§ Kerjakan Ini
Lanjutkan catatan tentang lokakarya penerjemahan Perjanjian Lama ke Bahasa Mee mulai setelah kalimat terakhirnya.

§ Kutipan Teks
■ ■ ■ ■ ■
Selasa, 31 Januari 2017

Lokakarya Penerjemahan PL Bahasa Mee (Papua)

Di antara Orang-orang Mee, Papua

Oleh: Jadesmon Saragih


Jakarta, 31 Januari 2017
Pembina yang bertugas: Lady Mandalika, Jadesmon Saragih
Tanggal kegiatan: 24-26 Januari 2017
Catatan kecil ini dibuat setelah melakukan perjalanan dinas  pertama sejak keberangkatan dari Jakarta pada 22 Januari sampai 28 Januari 2017. Perjalanan tersebut bertujuan untuk menfasilitasi kegiatan Pelatihan Tim Penerjemah dan Seminar Hamba Tuhan di gereja KINGMI, Papua. Kegiatan ini merupakan pembinaan kepada calon-calon penerjemah Perjanjian Lama ke Bahasa Mee, dan diselenggarakan oleh koordinasi 3 (tiga) klasis yang masing-masing berkedudukan di kabupaten Dogiyai, Deiyai, dan Paniai. Ketiga kabupaten tersebut terletak di Provinsi Papua dan merupakan pemekaran dari Kabupaten Nabire. Penutur bahasa ini pun ada di luar ketiga kabupaten tersebut. Menurut beberapa sumber, Bahasa Mee adalah bahasa terbesar kedua yang dituturkan di Papua. Oleh suku sekitarnya, orang Mee dikenal sebagai orang Ekari. Namun mereka lebih memilih disebut sebagai orang Mee.
■ ■ ■ ■ ■
Anotasi garis tepi objek
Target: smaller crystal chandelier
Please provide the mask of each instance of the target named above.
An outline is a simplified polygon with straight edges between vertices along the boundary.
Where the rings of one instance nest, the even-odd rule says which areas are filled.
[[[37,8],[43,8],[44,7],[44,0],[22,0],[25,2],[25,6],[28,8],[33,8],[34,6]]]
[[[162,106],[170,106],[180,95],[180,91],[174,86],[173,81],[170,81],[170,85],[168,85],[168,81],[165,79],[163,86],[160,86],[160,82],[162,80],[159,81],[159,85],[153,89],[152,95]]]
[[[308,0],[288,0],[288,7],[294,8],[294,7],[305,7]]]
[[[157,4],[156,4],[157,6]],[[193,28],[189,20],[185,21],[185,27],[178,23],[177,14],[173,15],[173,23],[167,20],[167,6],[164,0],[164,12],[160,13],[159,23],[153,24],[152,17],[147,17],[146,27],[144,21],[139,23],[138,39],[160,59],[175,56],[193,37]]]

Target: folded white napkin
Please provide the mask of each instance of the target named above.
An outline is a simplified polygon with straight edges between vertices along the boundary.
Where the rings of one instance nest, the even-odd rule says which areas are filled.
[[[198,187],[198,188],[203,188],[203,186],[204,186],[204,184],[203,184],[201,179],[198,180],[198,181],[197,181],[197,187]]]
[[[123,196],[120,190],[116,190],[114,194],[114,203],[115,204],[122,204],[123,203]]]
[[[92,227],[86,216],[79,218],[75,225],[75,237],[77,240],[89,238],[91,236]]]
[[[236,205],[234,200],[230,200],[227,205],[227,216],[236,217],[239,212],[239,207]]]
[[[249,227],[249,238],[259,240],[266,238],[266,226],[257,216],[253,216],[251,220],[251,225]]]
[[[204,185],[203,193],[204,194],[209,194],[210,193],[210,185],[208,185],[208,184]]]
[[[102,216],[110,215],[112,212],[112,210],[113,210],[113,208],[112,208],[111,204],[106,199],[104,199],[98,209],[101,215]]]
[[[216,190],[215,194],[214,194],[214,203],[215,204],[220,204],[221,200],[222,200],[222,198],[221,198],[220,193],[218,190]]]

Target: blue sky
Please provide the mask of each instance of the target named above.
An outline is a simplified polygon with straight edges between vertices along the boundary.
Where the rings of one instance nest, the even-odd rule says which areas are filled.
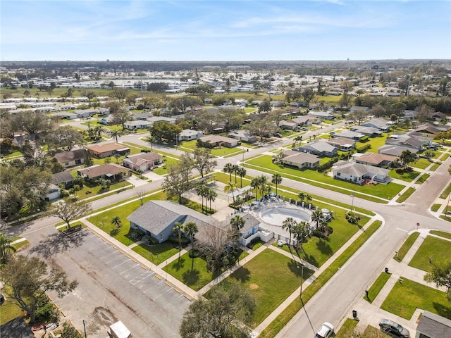
[[[2,61],[451,58],[451,1],[0,0]]]

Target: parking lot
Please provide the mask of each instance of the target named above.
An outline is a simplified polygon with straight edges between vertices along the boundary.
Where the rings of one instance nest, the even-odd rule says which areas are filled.
[[[66,239],[67,240],[67,239]],[[135,337],[179,337],[178,327],[191,298],[97,234],[83,230],[51,260],[79,286],[58,299],[50,296],[66,319],[87,336],[107,337],[117,320]]]

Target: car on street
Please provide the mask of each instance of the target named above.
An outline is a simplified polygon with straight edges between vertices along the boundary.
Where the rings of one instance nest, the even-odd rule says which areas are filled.
[[[324,323],[315,334],[315,338],[328,338],[333,335],[334,327],[330,323]]]
[[[390,320],[389,319],[381,320],[379,322],[379,327],[381,327],[381,331],[383,332],[388,333],[394,337],[401,338],[409,338],[410,337],[410,332],[407,329],[403,327],[400,324]]]

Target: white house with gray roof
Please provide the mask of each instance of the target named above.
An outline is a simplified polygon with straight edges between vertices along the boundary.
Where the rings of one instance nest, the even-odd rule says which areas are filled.
[[[362,184],[365,180],[371,182],[385,182],[390,170],[365,164],[339,161],[332,168],[333,178]]]

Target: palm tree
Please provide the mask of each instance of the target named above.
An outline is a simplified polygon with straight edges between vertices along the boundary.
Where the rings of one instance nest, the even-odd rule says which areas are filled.
[[[175,222],[172,231],[177,234],[178,237],[178,263],[180,261],[180,251],[182,251],[182,232],[183,231],[183,225],[180,222]]]
[[[307,204],[309,204],[311,201],[311,196],[308,194],[305,195],[305,201]]]
[[[309,236],[310,233],[310,227],[309,226],[309,223],[307,223],[305,220],[302,220],[302,222],[299,222],[295,226],[295,228],[292,230],[293,237],[295,239],[296,239],[296,245],[295,245],[295,250],[296,250],[296,253],[299,256],[299,250],[301,249],[304,252],[304,246],[302,244],[305,242],[305,239]]]
[[[192,243],[192,263],[191,263],[191,271],[192,271],[192,268],[194,265],[194,236],[197,232],[199,232],[199,229],[197,228],[197,225],[194,222],[188,222],[185,225],[183,228],[185,231],[185,234],[191,239]]]
[[[407,168],[409,168],[409,165],[410,163],[416,161],[416,156],[414,153],[411,152],[409,149],[407,149],[401,153],[400,159],[404,164],[404,168],[407,169]]]
[[[116,225],[116,227],[119,229],[122,227],[122,220],[121,220],[121,218],[119,216],[114,216],[111,218],[111,224],[113,225]]]
[[[232,163],[226,163],[224,165],[224,169],[223,169],[224,173],[226,173],[230,175],[230,182],[232,182],[232,173],[233,173],[233,165]]]
[[[218,196],[218,194],[216,194],[216,192],[215,192],[212,189],[209,188],[206,194],[205,198],[206,199],[207,201],[210,201],[210,210],[211,210],[211,201],[214,202],[214,200],[216,199],[217,196]],[[206,206],[206,202],[205,202],[205,205]]]
[[[224,191],[226,192],[232,192],[232,198],[233,199],[233,206],[235,207],[235,194],[233,194],[233,190],[235,190],[235,184],[232,181],[229,182],[226,187],[224,187]]]
[[[237,184],[237,171],[240,170],[240,165],[238,165],[237,164],[233,164],[232,165],[232,170],[233,170],[233,173],[235,173],[235,184]]]
[[[282,183],[282,176],[280,176],[280,174],[274,174],[271,182],[272,184],[276,184],[276,194],[277,195],[277,186]]]
[[[296,221],[292,218],[288,217],[282,223],[282,229],[288,230],[290,232],[290,241],[288,242],[288,247],[291,246],[291,236],[293,232],[293,228],[296,225]]]
[[[260,187],[259,184],[259,177],[254,177],[252,179],[252,180],[251,181],[251,187],[252,188],[255,189],[255,200],[257,200],[257,190],[259,189],[259,187]]]
[[[304,202],[304,199],[305,199],[305,194],[301,192],[297,194],[297,196],[299,197],[299,199],[301,200],[301,205],[302,205],[302,203]]]
[[[319,223],[323,219],[323,212],[318,209],[311,213],[311,220],[316,223],[316,229],[319,227]]]
[[[12,252],[16,252],[16,249],[13,246],[13,240],[8,238],[4,234],[0,233],[0,261],[5,263]]]
[[[118,129],[111,131],[111,137],[114,137],[116,143],[118,143],[118,139],[121,137],[121,130]]]
[[[242,177],[246,176],[246,169],[242,167],[240,167],[236,173],[238,174],[238,176],[240,176],[240,178],[241,180],[240,185],[242,188]]]

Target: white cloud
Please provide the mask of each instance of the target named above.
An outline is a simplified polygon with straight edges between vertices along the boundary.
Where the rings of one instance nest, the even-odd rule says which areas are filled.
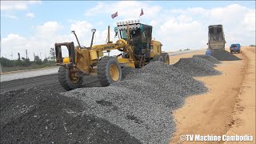
[[[143,8],[145,14],[142,16],[143,22],[153,26],[153,38],[162,42],[163,50],[166,51],[186,48],[206,48],[208,26],[214,24],[223,25],[227,46],[232,42],[240,42],[242,46],[255,43],[255,9],[233,4],[213,9],[190,7],[166,10],[158,6],[150,6],[149,4],[129,1],[117,2],[116,5],[113,6],[99,2],[96,8],[88,10],[87,12],[91,14],[88,13],[87,16],[106,13],[110,17],[111,14],[118,11],[119,18],[117,19],[134,19],[138,18],[141,8]],[[130,7],[133,9],[130,10]],[[71,30],[76,31],[81,45],[89,46],[92,34],[90,30],[94,28],[95,25],[106,29],[98,30],[102,29],[96,26],[97,32],[94,44],[106,42],[106,26],[102,25],[105,22],[70,20],[69,22],[70,22],[70,29],[66,27],[64,29],[64,26],[58,22],[46,22],[35,26],[35,34],[28,38],[14,34],[9,34],[7,38],[2,39],[2,50],[6,54],[10,54],[11,51],[21,51],[22,54],[22,52],[27,49],[32,59],[33,51],[36,54],[41,51],[42,54],[48,54],[50,47],[53,47],[55,42],[73,41],[77,45]],[[62,31],[61,34],[60,31]],[[114,31],[111,30],[110,38],[115,42],[117,38],[114,38]]]
[[[95,13],[98,13],[99,11],[101,11],[102,10],[102,8],[103,8],[103,3],[98,2],[94,7],[87,10],[87,12],[86,12],[85,15],[86,15],[86,16],[93,15]]]
[[[29,5],[41,3],[41,1],[1,1],[1,10],[24,10]]]
[[[150,6],[146,2],[137,1],[116,2],[114,5],[98,2],[94,7],[89,9],[85,15],[92,16],[98,14],[109,14],[110,18],[110,14],[118,11],[118,18],[137,19],[139,17],[142,8],[143,9],[144,18],[157,16],[162,9],[160,6]]]
[[[16,15],[11,14],[1,14],[2,17],[11,18],[11,19],[18,19],[18,18]]]
[[[63,28],[57,22],[47,22],[42,26],[37,26],[38,35],[41,38],[52,38],[58,34],[58,31]]]
[[[30,18],[34,18],[34,13],[26,13],[26,17]]]

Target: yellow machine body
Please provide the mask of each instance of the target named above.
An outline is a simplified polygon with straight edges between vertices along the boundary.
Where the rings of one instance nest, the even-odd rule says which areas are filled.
■ ■ ■ ■ ■
§ Jawaban Latihan
Menuju lokasi

Pemandangan Danau Tigi
Tiba pada tanggal 23 Januari, Tim LAI dijemput dari Bandara Douw Atuture, Nabire. Di sana tim LAI bergabung dengan tim Gereja KINGMI, yang dikoordinasi oleh Yulianus Anouw dan Dominggus Bobii dan segera menuju lokasi kegiatan, Waghete, Kabupaten Deiyai. Perjalanan darat dari Kota Nabire memakan waktu -/+ 7 jam. Di sana sudah berkumpul para peserta dari koordinasi 3 klasis Gereja KINGMI. Masing-masing mewakili 3 wilayah tersebut di atas. Tim disambut dengan hangat kendati cuaca dingin pegunungan di Alyatei dan melewati malam di sana. Dan agenda padat di hari berikutnya menanti.

Seminar & Pelatihan

Hari berikutnya, 24 Januari, di aula mereka diadakan perkenalan Tim LAI sesudah ibadah pembuka yang dipimpin Pdt. Dominggus Bobii. Khotbah disampaikan oleh pendeta dari klassis koordinasi Dogiyai. Seluruh kegiatan diberi tema “Berubah untuk menjadi kuat”. Di samping itu panitia membuat subtema yang cukup mencerminkan pergumulan hamba-hamba Tuhan dan jemaat mereka: “Prioritaskan persatuan hamba Tuhan demi mempertahankan kualitas dan kuantitas umat Tuhan dalam pelayanan untuk menghadapi era globalisasi”. Sesuai dengan agenda yang ditunjukkan pada hari itu, acara seminar dan pelatihan dari tim LAI akan dimulai esok harinya, 25 Januari, bertempat di aula yang sama. Sementara untuk pembuka, 2 materi seminar diberikan oleh Yulianus Anouw dan Dominggus Bobii, yang bertajuk pendidikan dan globalisasi.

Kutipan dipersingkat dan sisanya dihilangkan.